* [PROVIDED MATERIAL]:
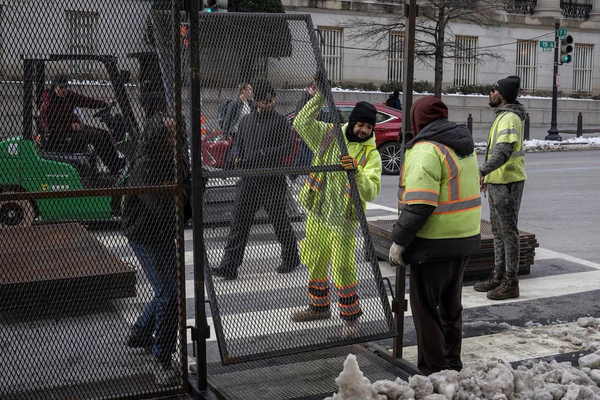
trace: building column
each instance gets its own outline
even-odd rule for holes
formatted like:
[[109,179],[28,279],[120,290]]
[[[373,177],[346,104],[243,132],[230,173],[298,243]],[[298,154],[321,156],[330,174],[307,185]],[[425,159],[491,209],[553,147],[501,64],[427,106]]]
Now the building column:
[[538,4],[533,9],[533,16],[563,18],[560,0],[538,0]]
[[600,22],[600,0],[592,0],[592,10],[590,11],[590,21]]

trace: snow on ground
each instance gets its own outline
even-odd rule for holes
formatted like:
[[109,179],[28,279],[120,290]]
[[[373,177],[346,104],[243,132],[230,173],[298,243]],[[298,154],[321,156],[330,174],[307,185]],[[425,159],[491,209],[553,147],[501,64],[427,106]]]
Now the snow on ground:
[[349,354],[335,380],[338,393],[325,400],[600,400],[600,318],[556,322],[547,326],[532,323],[526,328],[502,327],[520,331],[526,341],[541,335],[564,342],[565,348],[594,351],[579,359],[579,368],[571,362],[530,360],[514,369],[493,357],[460,372],[443,371],[428,377],[415,375],[409,382],[398,378],[371,384],[356,357]]
[[[600,149],[600,137],[572,137],[562,142],[532,139],[523,141],[523,144],[526,152],[598,150]],[[484,142],[475,143],[475,152],[485,154],[487,147],[487,143]]]

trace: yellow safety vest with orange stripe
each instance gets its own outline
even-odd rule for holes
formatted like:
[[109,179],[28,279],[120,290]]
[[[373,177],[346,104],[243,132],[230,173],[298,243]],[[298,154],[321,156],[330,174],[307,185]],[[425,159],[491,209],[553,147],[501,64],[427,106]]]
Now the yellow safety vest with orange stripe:
[[436,209],[417,233],[425,239],[468,237],[481,220],[479,167],[475,154],[460,158],[441,143],[425,140],[407,149],[401,176],[400,209],[426,204]]
[[[315,166],[339,164],[341,155],[333,124],[317,121],[324,101],[323,95],[317,93],[302,107],[293,122],[296,132],[314,154],[313,166]],[[347,126],[343,126],[341,131],[348,154],[358,162],[358,170],[354,176],[364,210],[365,201],[372,201],[381,190],[381,157],[374,136],[364,142],[349,142],[345,134]],[[353,224],[358,219],[346,174],[345,172],[311,173],[298,196],[305,210],[342,234],[350,231],[349,221]]]

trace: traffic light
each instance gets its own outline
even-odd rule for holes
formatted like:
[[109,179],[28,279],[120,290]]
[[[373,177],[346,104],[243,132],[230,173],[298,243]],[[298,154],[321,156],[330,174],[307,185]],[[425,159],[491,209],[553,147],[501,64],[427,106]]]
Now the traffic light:
[[227,11],[227,0],[204,0],[204,11],[206,13],[218,13]]
[[560,40],[560,62],[568,64],[573,61],[573,37],[567,35]]

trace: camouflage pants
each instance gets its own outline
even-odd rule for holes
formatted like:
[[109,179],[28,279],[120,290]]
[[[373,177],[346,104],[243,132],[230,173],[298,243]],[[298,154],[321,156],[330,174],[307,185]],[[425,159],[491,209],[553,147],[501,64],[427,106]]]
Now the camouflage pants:
[[490,219],[494,234],[494,270],[516,278],[519,270],[519,230],[517,224],[524,181],[508,184],[489,184]]

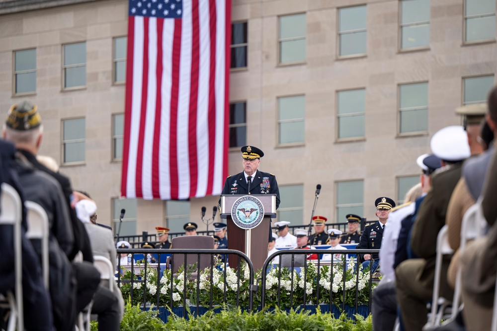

* [PROBLEM TO SOLVE]:
Can you recast every line of the entries above as a JSON list of strings, one string per line, skipping blank lines and leaving the pictures out?

* [SOLUTION TO THE PROBLEM]:
[
  "trace: building column",
  "each instance gets its own outline",
  "even-odd rule for holes",
  "formatted like:",
  "[[109,179],[28,279],[120,290]]",
  "[[[373,177],[346,104],[243,132],[230,173],[298,243]],[[298,154],[321,156],[330,174],[307,185]],[[425,159],[491,209],[553,147],[501,64],[427,106]]]",
  "Now the building column:",
  "[[538,4],[533,9],[533,16],[563,18],[560,0],[538,0]]",
  "[[600,22],[600,0],[592,0],[592,10],[590,11],[590,21]]",
  "trace: snow on ground",
  "each instance gets its own outline",
  "even-odd rule for holes",
  "formatted like:",
  "[[109,179],[28,279],[120,290]]",
  "[[[373,177],[346,104],[243,132],[230,173],[298,243]],[[298,154],[321,156],[330,174],[307,185]],[[425,159],[491,209],[553,147],[501,64],[427,106]]]",
  "Now the snow on ground:",
  "[[349,354],[335,380],[338,393],[325,400],[600,400],[600,318],[556,322],[547,326],[532,323],[526,328],[502,327],[520,331],[526,341],[541,335],[564,342],[565,348],[594,351],[579,359],[579,368],[571,362],[530,360],[514,369],[493,357],[460,372],[443,371],[428,377],[415,375],[409,382],[398,378],[371,384],[356,357]]",
  "[[[600,149],[600,137],[572,137],[562,142],[532,139],[523,141],[523,144],[526,152],[598,150]],[[484,142],[475,143],[475,152],[485,154],[487,147],[487,143]]]",
  "trace: yellow safety vest with orange stripe",
  "each instance gets its own outline",
  "even-odd rule for holes",
  "formatted like:",
  "[[109,179],[28,279],[120,290]]",
  "[[[373,177],[346,104],[243,132],[230,173],[298,243]],[[298,154],[321,156],[330,174],[307,185]],[[425,159],[491,209],[553,147],[501,64],[427,106]]]",
  "Now the yellow safety vest with orange stripe:",
  "[[436,209],[417,233],[425,239],[468,237],[481,220],[479,167],[475,154],[460,158],[441,143],[425,140],[407,149],[401,176],[400,209],[426,204]]",
  "[[[315,166],[339,164],[341,155],[333,124],[317,121],[324,101],[323,95],[317,93],[302,107],[293,122],[296,132],[314,154],[313,166]],[[347,126],[343,126],[341,131],[348,154],[358,162],[358,170],[354,176],[364,210],[365,201],[372,201],[381,190],[381,157],[374,136],[364,142],[349,142],[345,134]],[[353,224],[358,219],[346,174],[345,172],[311,173],[298,196],[305,210],[342,234],[350,231],[349,221]]]",
  "trace: traffic light",
  "each instance gets its own outline",
  "even-odd rule for holes",
  "formatted like:",
  "[[109,179],[28,279],[120,290]]",
  "[[[373,177],[346,104],[243,132],[230,173],[298,243]],[[298,154],[321,156],[330,174],[307,185]],[[425,159],[491,209],[553,147],[501,64],[427,106]]]",
  "Now the traffic light:",
  "[[227,11],[227,0],[204,0],[204,11],[206,13],[218,13]]",
  "[[560,40],[560,62],[568,64],[573,61],[573,37],[567,35]]",
  "trace: camouflage pants",
  "each instance gets its own outline",
  "even-odd rule for holes",
  "formatted like:",
  "[[109,179],[28,279],[120,290]]",
  "[[[373,177],[346,104],[243,132],[230,173],[298,243]],[[298,154],[321,156],[330,174],[307,185]],[[425,159],[491,209],[553,147],[501,64],[427,106]]]",
  "Now the camouflage pants:",
  "[[490,219],[494,234],[494,270],[516,278],[519,270],[519,230],[517,224],[524,181],[508,184],[489,184]]"
]